### Instructions for the task
Extend the write-up below on simulating an HPGe detector and a Marinelli's beaker source with FLUKA, starting after its last sentence.

### Excerpt provided
===============

SIMULATION OF AN HPGe DETECTOR AND A MARINELLI’S BEAKER
SOURCE TO DERIVE EFFICIENCY CURVES WITH FLUKA 2005.6
A.A. Porta1, F. Campi
Nuclear Engineering department – CeSNEF, Polytechnic of Milan
Short informations
In this document you can find:
1. a description of the work done with methods and results involving a Marinelli’s beaker
certified calibration source as a multiline reference
2. the layouts of .inp and source.f files used as FLUKA input and custom-source respectively
3. the HPGe layout as computed by SimpleGeo beta version 1.0 (Chris Theis and Karl Heinz
Buchegger)
Methods
FLUKA code was used in its lower-limit energy range with a custom source to simulate photons
emission and transport from a Marinelli’s beaker multiline calibration source to an HPGe detector.
This way it is possible to construct a topic total-efficiency curve without having a specific
calibration reference.
The first step foresees to know as well as possible the inner geometry of the HPGe endcup. The task
is quite simple if it possible to make a radiography or a gammagraphy of the device.
In figure 1 it is possible to see the result of a gammagraphy made with Cs-137 of such a detector.
1
Alessandro.porta@polimi.it
Figure 1: HPGe gammagraphy made by Cs-137
The information coming from the radiography or gammagraphy need to be blended with the data
furnished by the device producer. The schemes furnished by producers are often poor in some
structural detail. Typically, it is noticeable the absence of small internal clamps which, instead, are
visible through a radiography or gammagraphy (see figure 1).
The second step deals with the proper simulation of the materials involved. In a Marinelli’s beaker
must be defined, as accurately as possible, all the walls (typically made up of polypropylene or
polystyrene) due to their thickness from 2 to 3 mm and, of course, the inner matrix. The matrix
containing the radionuclides is well known both in density and in chemical composition in case of a
calibration source being used. Almost always, in a typical situation, the matrix composition and
density are more or less roughly known. As obvious, to overcome such a problems, it is necessary
to setup several physical and chemical analysis to better understand the sample.
Materials existing only in trace, or constituting thin layers, can be neglected without altering,
appreciably, the results. This is a great simplification in defining the matrix composition and it
allows, also, to neglect thin layers inside HPGe endcup (i.e.: lithium or boron contact layers…).

===============

### Data excerpts
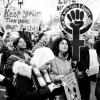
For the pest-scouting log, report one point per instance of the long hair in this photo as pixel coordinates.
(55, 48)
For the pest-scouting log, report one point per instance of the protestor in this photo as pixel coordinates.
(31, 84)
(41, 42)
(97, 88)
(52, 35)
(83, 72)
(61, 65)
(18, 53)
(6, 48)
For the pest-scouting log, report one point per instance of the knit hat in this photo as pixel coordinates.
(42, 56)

===============

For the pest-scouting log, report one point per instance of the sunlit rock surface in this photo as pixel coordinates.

===============

### Response to this task
This simulation foresees only aluminum, germanium and vacuum to describe the HPGe detector.
The third step is to properly consider the dead layer (DL) of the HPGe crystal. It is fundamental to
start the simulations from the nominal values declared by the producer. The dead layer definition is
very important, in particular, in the medium-low energy range. About below 200 keV, small
variations in DL give big variations in total efficiency simulations. However, the DL thicknesses
give a further degree of freedom, in fact, enhancing the DL thickness it is possible to simulate an
ageing of the crystal (i.e.: a general reduction in total efficiency). Moreover, adjusting DL offers the
opportunity to overcome errors in determining the real thicknesses of the structures inside the
endcup as they were estimated from the radiography or gammagraphy. The DL should be
considered correct, in practice, if the simulated total efficiency lays within a proper range, such as
10% or less.
The “source.f” file
Here it follows the source.f file for the specific case:
*$ CREATE SOURCE.FOR
*COPY SOURCE
*
*Elenco whats(x)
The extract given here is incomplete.